▶ [ASSIGNMENT] Collect the lines of the entries where "below" shows up.

[Point-per-instance localization data]
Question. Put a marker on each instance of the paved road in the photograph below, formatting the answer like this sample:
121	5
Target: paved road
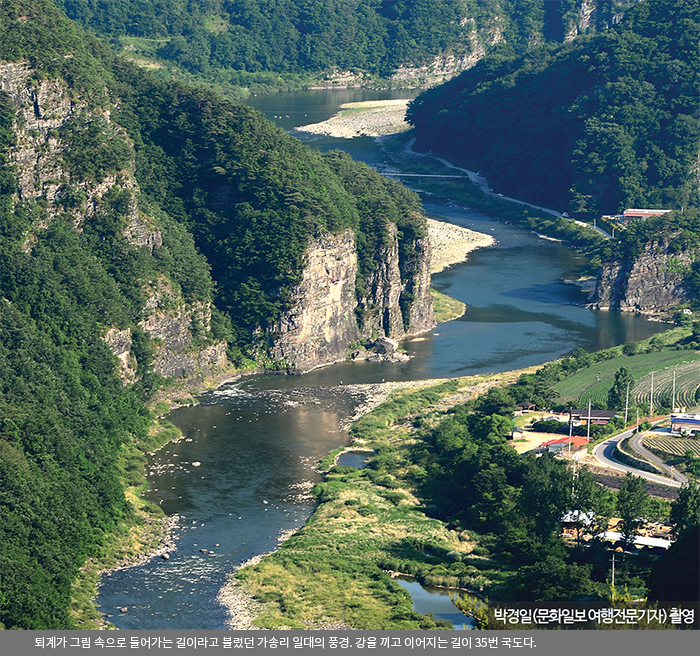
636	443
483	184
604	453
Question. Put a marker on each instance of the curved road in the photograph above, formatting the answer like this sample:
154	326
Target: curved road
604	453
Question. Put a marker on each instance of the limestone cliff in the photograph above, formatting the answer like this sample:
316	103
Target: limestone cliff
327	317
648	284
48	114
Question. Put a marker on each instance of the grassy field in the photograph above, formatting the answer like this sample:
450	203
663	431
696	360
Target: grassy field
677	446
336	570
592	384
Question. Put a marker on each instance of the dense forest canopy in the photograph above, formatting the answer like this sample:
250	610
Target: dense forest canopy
234	201
222	39
594	126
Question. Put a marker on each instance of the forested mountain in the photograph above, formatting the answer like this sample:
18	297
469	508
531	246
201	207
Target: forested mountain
144	227
593	126
234	42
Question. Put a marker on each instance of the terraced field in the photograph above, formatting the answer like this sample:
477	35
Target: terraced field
687	384
594	382
678	446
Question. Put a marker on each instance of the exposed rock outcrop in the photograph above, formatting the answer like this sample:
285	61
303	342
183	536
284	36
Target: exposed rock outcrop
321	324
649	284
171	324
326	317
45	107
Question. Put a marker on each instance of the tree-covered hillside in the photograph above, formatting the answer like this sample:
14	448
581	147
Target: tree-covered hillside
234	42
126	200
591	127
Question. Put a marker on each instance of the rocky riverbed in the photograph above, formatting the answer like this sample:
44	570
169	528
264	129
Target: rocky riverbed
370	118
451	244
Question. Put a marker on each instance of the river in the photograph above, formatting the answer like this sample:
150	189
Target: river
256	440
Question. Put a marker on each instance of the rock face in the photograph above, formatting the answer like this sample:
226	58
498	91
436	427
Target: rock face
648	284
321	324
326	317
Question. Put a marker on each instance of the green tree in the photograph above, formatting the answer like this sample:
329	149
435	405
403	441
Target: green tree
685	510
617	395
631	506
583	499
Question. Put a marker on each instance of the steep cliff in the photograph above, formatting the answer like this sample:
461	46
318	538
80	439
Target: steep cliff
651	282
55	132
327	316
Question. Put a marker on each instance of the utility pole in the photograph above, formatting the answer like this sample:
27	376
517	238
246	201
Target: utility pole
673	402
613	572
588	428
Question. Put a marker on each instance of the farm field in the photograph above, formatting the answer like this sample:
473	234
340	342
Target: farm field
592	384
677	446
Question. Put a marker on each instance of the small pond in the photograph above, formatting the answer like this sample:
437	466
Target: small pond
357	459
436	601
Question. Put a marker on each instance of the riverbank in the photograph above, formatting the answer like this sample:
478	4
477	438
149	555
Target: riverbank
452	244
371	118
336	570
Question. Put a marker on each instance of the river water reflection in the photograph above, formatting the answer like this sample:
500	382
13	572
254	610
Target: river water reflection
257	440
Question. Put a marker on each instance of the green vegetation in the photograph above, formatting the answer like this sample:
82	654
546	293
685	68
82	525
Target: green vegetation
447	500
590	127
582	237
259	46
594	382
235	201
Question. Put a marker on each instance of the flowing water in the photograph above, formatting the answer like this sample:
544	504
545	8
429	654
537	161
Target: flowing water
242	474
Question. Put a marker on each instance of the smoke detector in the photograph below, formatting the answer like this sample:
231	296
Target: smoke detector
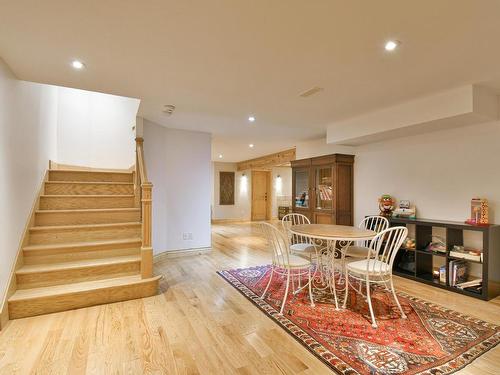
311	91
168	109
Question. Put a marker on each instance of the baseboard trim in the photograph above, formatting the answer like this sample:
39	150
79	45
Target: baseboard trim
180	253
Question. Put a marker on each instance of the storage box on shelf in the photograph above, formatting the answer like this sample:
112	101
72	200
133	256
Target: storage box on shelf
419	264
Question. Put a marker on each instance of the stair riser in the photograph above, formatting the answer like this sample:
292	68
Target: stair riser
54	236
42	279
69	256
44	305
68	203
75	176
88	189
75	218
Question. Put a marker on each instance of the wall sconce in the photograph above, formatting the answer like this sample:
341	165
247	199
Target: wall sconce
243	184
279	185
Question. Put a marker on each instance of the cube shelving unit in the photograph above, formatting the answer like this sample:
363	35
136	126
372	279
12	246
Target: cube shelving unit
489	267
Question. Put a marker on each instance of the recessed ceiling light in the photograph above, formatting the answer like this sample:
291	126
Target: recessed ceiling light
391	45
77	64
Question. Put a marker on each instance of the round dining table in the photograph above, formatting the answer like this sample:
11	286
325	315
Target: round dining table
338	239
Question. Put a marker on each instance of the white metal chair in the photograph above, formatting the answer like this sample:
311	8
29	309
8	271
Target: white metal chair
284	263
298	244
377	267
374	223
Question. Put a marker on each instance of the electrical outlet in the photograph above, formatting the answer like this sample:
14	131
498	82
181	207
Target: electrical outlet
187	236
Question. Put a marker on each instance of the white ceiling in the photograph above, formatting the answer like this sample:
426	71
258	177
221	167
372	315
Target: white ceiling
219	61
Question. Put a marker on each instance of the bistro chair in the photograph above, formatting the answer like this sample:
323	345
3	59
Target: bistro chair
377	267
284	263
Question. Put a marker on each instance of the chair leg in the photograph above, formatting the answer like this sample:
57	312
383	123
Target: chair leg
310	288
346	289
369	299
403	315
268	283
286	292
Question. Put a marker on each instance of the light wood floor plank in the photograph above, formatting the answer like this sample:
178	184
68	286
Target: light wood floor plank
198	324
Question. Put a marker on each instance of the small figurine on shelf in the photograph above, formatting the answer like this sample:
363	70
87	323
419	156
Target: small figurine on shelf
409	244
386	205
479	212
405	210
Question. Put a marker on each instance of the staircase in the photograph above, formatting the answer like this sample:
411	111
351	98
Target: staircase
86	246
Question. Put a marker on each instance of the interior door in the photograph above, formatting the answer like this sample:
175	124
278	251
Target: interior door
323	194
261	196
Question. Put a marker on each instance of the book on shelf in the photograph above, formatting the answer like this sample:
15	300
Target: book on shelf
442	274
469	284
465	253
457	272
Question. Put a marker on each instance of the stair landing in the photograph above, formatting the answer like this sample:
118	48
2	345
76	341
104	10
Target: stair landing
84	247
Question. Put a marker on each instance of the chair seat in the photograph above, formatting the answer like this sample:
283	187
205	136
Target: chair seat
357	251
375	267
302	247
296	261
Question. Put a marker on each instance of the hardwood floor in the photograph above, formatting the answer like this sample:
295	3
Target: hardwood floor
199	324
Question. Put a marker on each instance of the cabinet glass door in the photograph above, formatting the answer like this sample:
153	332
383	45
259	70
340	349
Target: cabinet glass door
302	188
324	188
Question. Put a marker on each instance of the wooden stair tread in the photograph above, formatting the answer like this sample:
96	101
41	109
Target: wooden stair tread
35	268
89	196
86	286
84	210
80	244
83	226
90	182
84	171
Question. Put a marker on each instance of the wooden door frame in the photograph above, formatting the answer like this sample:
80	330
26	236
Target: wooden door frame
269	194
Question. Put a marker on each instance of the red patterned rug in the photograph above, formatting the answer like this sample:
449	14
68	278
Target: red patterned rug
432	340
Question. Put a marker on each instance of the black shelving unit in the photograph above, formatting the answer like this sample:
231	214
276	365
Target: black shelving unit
490	266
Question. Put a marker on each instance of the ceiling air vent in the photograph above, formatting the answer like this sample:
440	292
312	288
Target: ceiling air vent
311	91
168	109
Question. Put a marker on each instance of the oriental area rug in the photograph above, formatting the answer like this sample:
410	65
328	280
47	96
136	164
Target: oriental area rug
432	340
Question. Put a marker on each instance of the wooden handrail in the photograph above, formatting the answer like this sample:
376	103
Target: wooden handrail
144	199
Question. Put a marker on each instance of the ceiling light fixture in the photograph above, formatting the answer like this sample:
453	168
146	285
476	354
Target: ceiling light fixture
168	109
77	64
391	45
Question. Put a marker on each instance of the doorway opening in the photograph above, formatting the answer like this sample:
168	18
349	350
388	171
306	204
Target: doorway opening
261	195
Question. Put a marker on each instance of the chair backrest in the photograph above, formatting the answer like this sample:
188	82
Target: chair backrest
278	243
374	223
295	219
384	247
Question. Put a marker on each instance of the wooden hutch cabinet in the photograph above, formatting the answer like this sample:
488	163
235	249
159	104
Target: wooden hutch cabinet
323	189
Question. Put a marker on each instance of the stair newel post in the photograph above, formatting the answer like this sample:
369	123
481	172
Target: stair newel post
137	175
146	249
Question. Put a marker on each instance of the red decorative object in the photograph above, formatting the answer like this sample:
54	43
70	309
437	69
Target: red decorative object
432	340
479	212
386	205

▶ [REPLY TO THE EXERCISE]
Question. Put a marker on each instance of the paved road in the photograph below, formatting the answer like this sample:
Question. Put a marker on each instance of the smoke detector in the photograph below, formatting the answer like this sample:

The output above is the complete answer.